TASK INSTRUCTIONS »
A – In the passage on staying drug cases pending Levine v. Wyeth, what doctrine is named as an example of an independent ground for a dispositive motion?
B – From the passage on stays pending Levine v. Wyeth, return the text word for word, starting with "So why not file" and going on through "need to contemplate.".

PASSAGE FOR REVIEW »
The large shadow being cast by the Levine v. Wyeth case pending before the U.S. Supreme Court covers a multitude of issues in ongoing pharmaceutical cases. One is the question whether to stay pending litigation until the Court reaches a decision. See Forst v. Smithkline Beecham Corp., 2008 WL 2337283 (E.D.Wis., 2008)(denying plaintiff’s opposed motion for stay); Horne v. Novartis Pharmaceuticals Corp., 2008 WL 1847077 (W.D.N.C. 2008)(denying parties’ Joint Motion to Stay Proceedings without prejudice to renewal of said motion after the completion of discovery).
Stay requests assume that defendant will file, or follow the filing of, a dispositive motion asserting that the Food, Drug, and Cosmetic Act, 21 U.S.C. § 301, et. seq., preempts plaintiffs’ state law claims that a prescription drug manufactured by defendant lacked adequate warnings. The argument would be that the Supreme Court’s decision in the Levine v. Wyeth case may have a potentially significant impact on the pending case. A stay may conserve defendant’s resources and avoid an expensive trial which would then need to be repeated following the Supreme Court’s ruling.
So why not file such a stay motion? Why might a defendant oppose one?
Putting aside those situations in which the preemption issue seems not central to the pertinent drug case, and putting aside the impossible to know for sure chance that the Supreme Court’s ruling will be narrow and have no direct impact on some cases, other potential issues exist that defendants need to contemplate.
One factor is that defendants may want and need to develop facts during discovery that support dispositive motions based on other, independent grounds. One example may be the learned intermediary doctrine. A stay may, in some cases, hamper the defendant’s ability to conduct the discovery necessary for developing motions on non-preemption issues, upon which Levine has no bearing. A stay might prevent the defendant from developing the record and preserving evidence.
It will thus be a weighing process, a cost/benefit analysis each defendant must make, factoring in the time and costs, status of the case, proximity of trial, relationship of the specific preemption issues to those before the Court, nature of the forum, etc.

INPUT DATA »
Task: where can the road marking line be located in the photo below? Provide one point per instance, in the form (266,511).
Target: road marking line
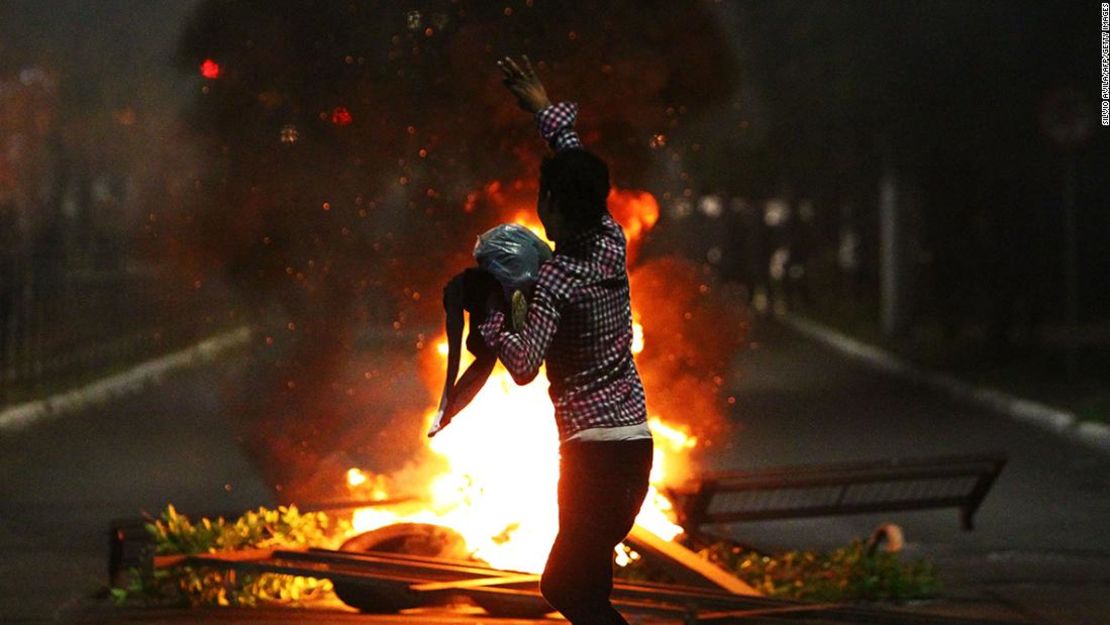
(26,414)
(1060,421)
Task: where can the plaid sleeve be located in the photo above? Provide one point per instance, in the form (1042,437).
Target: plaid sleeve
(556,125)
(523,352)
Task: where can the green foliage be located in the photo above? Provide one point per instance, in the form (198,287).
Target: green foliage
(849,573)
(284,527)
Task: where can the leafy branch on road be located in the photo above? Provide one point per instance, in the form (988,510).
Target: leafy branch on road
(284,527)
(849,573)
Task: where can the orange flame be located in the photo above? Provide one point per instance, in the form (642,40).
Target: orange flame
(502,451)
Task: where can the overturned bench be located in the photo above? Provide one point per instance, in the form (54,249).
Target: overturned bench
(891,485)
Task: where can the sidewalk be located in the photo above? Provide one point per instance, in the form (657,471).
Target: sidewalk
(1040,551)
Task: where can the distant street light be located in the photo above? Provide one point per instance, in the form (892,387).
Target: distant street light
(1067,118)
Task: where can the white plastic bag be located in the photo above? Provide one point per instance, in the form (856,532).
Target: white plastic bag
(512,253)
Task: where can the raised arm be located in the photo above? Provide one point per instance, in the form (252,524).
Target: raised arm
(555,121)
(524,351)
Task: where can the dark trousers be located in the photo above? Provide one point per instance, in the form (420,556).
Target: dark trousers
(601,487)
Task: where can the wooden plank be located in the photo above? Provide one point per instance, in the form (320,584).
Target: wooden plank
(476,583)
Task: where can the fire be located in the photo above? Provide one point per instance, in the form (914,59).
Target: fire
(502,453)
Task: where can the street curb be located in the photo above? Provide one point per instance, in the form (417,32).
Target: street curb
(1061,422)
(133,380)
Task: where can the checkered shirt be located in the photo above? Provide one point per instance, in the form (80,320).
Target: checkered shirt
(556,125)
(579,322)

ANSWERS FOR THE TASKS »
A – The learned intermediary doctrine.

B –
So why not file such a stay motion? Why might a defendant oppose one?
Putting aside those situations in which the preemption issue seems not central to the pertinent drug case, and putting aside the impossible to know for sure chance that the Supreme Court’s ruling will be narrow and have no direct impact on some cases, other potential issues exist that defendants need to contemplate.